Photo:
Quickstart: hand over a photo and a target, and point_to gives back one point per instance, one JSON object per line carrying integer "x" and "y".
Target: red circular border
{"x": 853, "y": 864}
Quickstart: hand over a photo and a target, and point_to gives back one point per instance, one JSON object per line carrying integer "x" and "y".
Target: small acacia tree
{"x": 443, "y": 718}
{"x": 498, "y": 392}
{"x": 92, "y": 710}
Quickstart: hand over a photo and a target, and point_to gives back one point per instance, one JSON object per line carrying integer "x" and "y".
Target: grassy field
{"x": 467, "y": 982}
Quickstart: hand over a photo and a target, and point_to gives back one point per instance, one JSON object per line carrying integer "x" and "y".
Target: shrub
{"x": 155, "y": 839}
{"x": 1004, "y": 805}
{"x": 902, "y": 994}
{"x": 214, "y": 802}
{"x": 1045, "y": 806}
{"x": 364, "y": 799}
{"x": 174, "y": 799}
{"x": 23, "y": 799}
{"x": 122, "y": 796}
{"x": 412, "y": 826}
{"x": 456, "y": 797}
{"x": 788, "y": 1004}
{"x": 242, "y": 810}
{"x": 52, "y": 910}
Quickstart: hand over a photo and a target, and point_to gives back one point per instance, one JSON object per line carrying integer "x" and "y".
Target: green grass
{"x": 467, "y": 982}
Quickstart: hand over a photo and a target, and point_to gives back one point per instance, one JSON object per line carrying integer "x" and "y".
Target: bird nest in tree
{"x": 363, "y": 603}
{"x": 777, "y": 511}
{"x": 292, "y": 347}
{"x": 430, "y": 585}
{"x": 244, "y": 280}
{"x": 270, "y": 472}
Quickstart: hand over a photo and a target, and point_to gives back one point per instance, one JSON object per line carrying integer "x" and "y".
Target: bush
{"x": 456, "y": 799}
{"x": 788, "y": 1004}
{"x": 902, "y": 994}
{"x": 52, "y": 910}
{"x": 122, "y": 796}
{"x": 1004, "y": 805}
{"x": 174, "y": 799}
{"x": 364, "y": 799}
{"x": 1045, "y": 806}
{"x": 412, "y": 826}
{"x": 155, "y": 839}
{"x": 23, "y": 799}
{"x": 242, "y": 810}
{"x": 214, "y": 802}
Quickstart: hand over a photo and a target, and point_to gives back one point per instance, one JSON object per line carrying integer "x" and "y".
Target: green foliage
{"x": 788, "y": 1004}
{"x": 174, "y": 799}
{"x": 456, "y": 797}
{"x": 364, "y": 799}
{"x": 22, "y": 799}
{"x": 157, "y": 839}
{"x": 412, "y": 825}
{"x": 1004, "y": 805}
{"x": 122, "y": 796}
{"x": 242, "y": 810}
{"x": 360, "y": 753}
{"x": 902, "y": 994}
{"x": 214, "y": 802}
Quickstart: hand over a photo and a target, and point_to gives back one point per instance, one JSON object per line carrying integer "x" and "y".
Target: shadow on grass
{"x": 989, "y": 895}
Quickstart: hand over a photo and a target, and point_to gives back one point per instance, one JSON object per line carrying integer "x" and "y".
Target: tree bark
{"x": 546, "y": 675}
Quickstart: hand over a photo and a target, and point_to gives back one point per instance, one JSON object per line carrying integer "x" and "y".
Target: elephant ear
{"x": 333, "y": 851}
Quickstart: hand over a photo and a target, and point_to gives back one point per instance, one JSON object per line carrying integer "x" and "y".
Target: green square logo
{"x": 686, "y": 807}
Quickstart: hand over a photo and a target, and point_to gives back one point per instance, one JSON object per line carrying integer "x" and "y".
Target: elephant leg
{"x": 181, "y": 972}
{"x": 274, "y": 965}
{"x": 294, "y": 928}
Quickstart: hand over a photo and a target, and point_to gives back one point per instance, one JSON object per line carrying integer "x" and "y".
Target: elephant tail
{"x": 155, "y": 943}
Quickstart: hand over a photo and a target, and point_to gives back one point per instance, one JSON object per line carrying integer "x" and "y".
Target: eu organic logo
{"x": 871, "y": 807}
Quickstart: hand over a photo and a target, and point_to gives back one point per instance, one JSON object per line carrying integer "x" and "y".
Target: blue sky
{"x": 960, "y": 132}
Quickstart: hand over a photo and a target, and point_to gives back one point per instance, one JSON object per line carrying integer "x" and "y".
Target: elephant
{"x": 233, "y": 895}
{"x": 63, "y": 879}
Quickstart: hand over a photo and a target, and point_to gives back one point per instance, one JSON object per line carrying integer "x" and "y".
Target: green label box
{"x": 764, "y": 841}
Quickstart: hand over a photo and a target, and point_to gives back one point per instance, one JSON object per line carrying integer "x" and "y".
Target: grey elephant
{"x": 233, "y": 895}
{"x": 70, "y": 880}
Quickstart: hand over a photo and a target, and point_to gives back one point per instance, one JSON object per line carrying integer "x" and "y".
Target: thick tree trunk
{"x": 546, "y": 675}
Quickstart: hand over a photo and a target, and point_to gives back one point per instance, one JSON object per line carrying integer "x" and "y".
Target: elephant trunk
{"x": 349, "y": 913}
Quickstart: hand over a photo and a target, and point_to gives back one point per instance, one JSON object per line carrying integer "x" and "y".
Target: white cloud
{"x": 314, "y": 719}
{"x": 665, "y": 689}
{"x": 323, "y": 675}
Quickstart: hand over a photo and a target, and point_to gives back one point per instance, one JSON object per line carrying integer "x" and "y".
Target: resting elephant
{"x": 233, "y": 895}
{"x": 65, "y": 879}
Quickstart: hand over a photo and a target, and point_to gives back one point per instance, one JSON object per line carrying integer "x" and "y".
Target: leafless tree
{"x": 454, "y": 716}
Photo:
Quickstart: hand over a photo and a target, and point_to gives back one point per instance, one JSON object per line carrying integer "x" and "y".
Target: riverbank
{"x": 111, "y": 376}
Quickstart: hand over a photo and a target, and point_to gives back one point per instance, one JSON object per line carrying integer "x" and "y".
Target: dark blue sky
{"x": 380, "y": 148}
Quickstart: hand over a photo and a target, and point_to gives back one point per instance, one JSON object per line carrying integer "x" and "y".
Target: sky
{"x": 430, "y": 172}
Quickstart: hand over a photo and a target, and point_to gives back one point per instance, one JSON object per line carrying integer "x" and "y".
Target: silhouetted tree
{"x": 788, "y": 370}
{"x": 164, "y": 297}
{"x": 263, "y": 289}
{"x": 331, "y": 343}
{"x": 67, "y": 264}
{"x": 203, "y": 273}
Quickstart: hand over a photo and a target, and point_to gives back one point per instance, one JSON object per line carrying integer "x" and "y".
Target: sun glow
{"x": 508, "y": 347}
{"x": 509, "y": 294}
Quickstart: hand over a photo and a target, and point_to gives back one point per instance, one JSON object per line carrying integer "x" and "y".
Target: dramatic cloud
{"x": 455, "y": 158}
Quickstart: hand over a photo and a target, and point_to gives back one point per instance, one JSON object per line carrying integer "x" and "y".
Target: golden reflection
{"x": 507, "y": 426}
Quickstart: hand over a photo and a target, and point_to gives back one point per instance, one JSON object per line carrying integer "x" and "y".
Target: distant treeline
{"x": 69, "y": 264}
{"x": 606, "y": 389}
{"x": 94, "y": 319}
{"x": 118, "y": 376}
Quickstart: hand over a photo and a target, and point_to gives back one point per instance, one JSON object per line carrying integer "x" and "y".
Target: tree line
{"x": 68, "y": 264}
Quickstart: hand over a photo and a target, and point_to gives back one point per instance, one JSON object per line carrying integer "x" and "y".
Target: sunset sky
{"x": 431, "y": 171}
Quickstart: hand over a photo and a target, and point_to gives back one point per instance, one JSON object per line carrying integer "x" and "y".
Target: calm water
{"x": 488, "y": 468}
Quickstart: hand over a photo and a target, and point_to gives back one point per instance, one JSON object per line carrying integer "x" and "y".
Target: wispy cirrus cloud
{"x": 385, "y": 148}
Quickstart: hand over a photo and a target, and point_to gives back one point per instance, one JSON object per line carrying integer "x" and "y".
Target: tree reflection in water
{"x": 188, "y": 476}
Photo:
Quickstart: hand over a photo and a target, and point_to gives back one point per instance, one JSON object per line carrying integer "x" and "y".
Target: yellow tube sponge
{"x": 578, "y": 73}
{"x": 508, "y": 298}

● ● ●

*TASK PROMPT:*
For the span from the line containing "Target: wispy cirrus cloud" through the last line of the entries above, transcribe each line exactly and leave out everything else.

*ANSWER TO THE EXERCISE:*
Target: wispy cirrus cloud
{"x": 385, "y": 148}
Quickstart: hand over a photo and a target, and point_to gives back one point per instance, one JSON object per line carrying integer "x" and "y".
Target: tree reflection in water
{"x": 188, "y": 476}
Photo:
Quickstart: hand over a photo and a target, and point_to gives back one point per instance, one JSON object per line carrying integer "x" and "y".
Target: yellow tube sponge
{"x": 578, "y": 73}
{"x": 508, "y": 298}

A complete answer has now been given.